# Set exercise
Copy out each line of the data below verbatim, without altering anything.

┌────────

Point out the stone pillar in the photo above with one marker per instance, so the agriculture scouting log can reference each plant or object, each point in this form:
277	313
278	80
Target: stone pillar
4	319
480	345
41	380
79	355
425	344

└────────

# Solution
Point out the stone pillar in the photo above with one marker per instance, so the agriculture scouting log can reference each plant or object, each point in this form:
277	313
278	80
Target: stone pillar
4	319
480	345
41	380
79	355
425	344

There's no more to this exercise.